-------- Records for this task --------

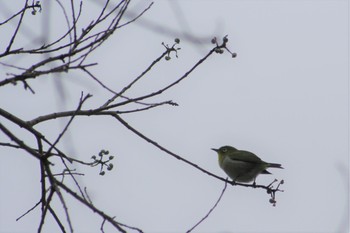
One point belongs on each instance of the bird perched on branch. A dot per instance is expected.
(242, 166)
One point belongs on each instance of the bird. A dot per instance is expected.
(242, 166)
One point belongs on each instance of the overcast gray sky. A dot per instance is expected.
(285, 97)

--------
-------- Records for this task --------

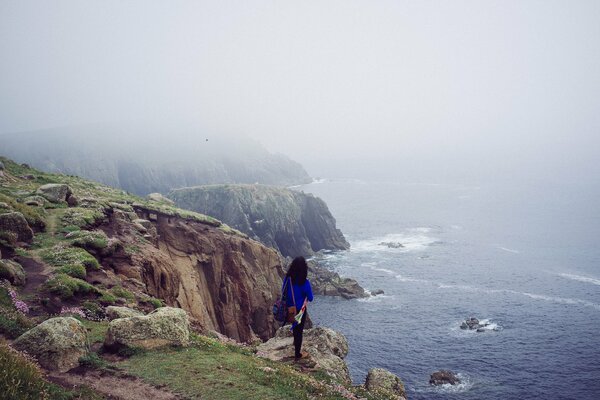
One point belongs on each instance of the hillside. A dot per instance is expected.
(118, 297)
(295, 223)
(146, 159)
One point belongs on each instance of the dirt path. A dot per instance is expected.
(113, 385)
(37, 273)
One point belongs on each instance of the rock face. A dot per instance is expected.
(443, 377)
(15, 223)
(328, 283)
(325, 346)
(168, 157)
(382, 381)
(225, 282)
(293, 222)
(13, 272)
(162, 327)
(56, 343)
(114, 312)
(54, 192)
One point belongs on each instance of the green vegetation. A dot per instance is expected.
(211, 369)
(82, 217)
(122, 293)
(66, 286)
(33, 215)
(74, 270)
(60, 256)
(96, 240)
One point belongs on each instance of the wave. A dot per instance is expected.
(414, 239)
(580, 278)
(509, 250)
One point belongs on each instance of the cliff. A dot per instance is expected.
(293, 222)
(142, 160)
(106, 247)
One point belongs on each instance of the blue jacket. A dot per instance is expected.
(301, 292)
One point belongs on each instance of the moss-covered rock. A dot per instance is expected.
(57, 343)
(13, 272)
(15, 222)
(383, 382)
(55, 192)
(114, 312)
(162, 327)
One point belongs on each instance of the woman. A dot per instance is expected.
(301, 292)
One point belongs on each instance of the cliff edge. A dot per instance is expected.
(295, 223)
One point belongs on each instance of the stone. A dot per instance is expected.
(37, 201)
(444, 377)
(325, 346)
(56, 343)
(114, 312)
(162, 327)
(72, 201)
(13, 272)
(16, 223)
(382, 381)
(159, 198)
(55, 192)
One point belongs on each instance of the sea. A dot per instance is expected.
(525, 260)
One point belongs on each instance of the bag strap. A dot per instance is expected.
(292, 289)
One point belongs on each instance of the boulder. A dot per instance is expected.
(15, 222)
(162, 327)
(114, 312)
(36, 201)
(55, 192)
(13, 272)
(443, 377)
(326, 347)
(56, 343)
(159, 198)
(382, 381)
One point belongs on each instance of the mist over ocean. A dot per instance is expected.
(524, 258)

--------
-------- Records for this task --------

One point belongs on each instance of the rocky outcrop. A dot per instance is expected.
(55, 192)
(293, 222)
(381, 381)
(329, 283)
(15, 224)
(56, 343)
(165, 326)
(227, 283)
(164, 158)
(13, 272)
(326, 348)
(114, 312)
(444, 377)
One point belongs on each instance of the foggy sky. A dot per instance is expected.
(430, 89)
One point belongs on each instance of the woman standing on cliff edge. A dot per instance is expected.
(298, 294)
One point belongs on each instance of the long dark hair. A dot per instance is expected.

--------

- _Your assignment_:
Using the data above, transcribe the lines that run from the line with "One point belongs on each instance of the foggy" to the line with "One point belongs on each instance of the long", both ends kept, and output nothing else.

- _Completed exercise_:
One point belongs on each instance of the foggy sky. A dot per instance is expected.
(430, 89)
One point belongs on each instance of the woman standing on cliff edge. A dot per instance is expected.
(298, 294)
One point belongs on each instance of the long dark hair. A dot per instance is expected.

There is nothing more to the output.